EXTRACT PROVIDED:

——————

# If you weren't already aware, Sham is a hunk.



## ThoseWordsAtBest (Mar 18, 2009)

Admittedly I am friends with a ton of DFers on facebook, so I forget to post stories or pictures HERE. So, here, have a handsome dog. You may recognize him as "the last fuzzy brindle blob that came from Nekomi's Linney's uterus" 














































Don't worry, he still lives up to his name sake:


----------



## luv2byte (Oct 21, 2009)

Omg. I had to really look at the second to last pic then instantly thought OMG! that is hysterical.


----------



## ThoseWordsAtBest (Mar 18, 2009)

I have no idea why he chose to put her entire head in his mouth, or if it was Elsa's choice. I was sitting by her to take a photo and he just came rushing up. The photo was a well timed accident. He loves her, I swear.


----------



## Abbylynn (Jul 7, 2011)

Lol! Great photo! Shambles is a very handsome guy. I don't think I have seen pics of him other than the thread on his birth and in your sig. I do however see a resemblance to his Brother/Littermate ... Squash.


----------



## sassafras (Jun 22, 2010)

Yes. Yes, he is a hunk.

——————

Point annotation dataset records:
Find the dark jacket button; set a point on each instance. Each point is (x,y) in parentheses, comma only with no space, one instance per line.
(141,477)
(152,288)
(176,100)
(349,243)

——————

DIRECTIONS:
**a)** List the distinct usernames of everyone who posted in the thread about Sham.
**b)** Set down word for word the part of the thread about Sham that opens with the words containing "I have no idea" and closes with "Brother/Littermate ... Squash.".

ANSWERS FOR THE EXERCISE:
**a)**
ThoseWordsAtBest
luv2byte
Abbylynn
sassafras

**b)**
I have no idea why he chose to put her entire head in his mouth, or if it was Elsa's choice. I was sitting by her to take a photo and he just came rushing up. The photo was a well timed accident. He loves her, I swear.


----------



## Abbylynn (Jul 7, 2011)

Lol! Great photo! Shambles is a very handsome guy. I don't think I have seen pics of him other than the thread on his birth and in your sig. I do however see a resemblance to his Brother/Littermate ... Squash.